TASK: Repeat exactly, and only, the lines from the one containing "point: the horizon" through the end of the records.
· · · ·
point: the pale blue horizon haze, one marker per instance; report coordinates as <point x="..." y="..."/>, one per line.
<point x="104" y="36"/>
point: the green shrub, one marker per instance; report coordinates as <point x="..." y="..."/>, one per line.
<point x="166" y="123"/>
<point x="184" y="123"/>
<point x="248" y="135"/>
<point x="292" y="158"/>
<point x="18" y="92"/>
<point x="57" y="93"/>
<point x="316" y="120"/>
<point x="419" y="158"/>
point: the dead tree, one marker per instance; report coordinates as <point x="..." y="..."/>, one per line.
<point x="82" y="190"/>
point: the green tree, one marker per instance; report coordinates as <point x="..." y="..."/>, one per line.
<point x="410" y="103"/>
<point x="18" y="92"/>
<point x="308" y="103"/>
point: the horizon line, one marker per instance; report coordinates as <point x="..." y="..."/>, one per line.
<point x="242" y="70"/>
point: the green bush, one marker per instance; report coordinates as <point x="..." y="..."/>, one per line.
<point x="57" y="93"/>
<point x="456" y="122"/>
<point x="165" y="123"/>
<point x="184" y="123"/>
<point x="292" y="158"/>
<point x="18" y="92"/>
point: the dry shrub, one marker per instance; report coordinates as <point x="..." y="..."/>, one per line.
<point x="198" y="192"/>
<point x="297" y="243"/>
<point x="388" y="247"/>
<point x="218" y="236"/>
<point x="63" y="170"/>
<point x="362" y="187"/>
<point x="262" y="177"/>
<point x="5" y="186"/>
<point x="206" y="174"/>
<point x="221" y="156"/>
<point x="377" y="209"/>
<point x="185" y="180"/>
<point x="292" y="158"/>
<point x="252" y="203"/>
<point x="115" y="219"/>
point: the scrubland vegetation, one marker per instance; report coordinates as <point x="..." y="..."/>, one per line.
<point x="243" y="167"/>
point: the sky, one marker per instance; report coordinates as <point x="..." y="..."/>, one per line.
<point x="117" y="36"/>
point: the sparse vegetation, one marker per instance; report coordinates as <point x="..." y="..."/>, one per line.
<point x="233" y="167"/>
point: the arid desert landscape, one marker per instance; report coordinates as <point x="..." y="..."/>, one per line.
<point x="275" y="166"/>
· · · ·
WRITTEN SOLUTION:
point: the horizon line, one marker per instance; report coordinates as <point x="..." y="..."/>, one per line.
<point x="242" y="70"/>
point: the green bush, one marker per instance; report coordinates as <point x="..." y="..."/>, one per line.
<point x="57" y="93"/>
<point x="456" y="122"/>
<point x="165" y="123"/>
<point x="184" y="123"/>
<point x="292" y="158"/>
<point x="18" y="92"/>
point: the dry shrub, one marker per instance; report coordinates as <point x="..." y="..."/>, one per line.
<point x="198" y="192"/>
<point x="297" y="243"/>
<point x="388" y="247"/>
<point x="218" y="236"/>
<point x="63" y="170"/>
<point x="362" y="187"/>
<point x="262" y="177"/>
<point x="5" y="186"/>
<point x="206" y="174"/>
<point x="221" y="156"/>
<point x="377" y="209"/>
<point x="185" y="180"/>
<point x="292" y="158"/>
<point x="252" y="203"/>
<point x="115" y="219"/>
point: the scrubland vegetation, one marker per instance; report coordinates as <point x="..." y="..."/>, one per line.
<point x="243" y="167"/>
point: the sky, one marker per instance; report coordinates as <point x="..." y="..."/>, one per line.
<point x="117" y="36"/>
point: the sparse vegetation, one marker per instance; report coordinates as <point x="..." y="..."/>, one per line.
<point x="233" y="167"/>
point: the arid desert landscape, one marker per instance; report coordinates as <point x="..." y="..."/>, one per line.
<point x="275" y="166"/>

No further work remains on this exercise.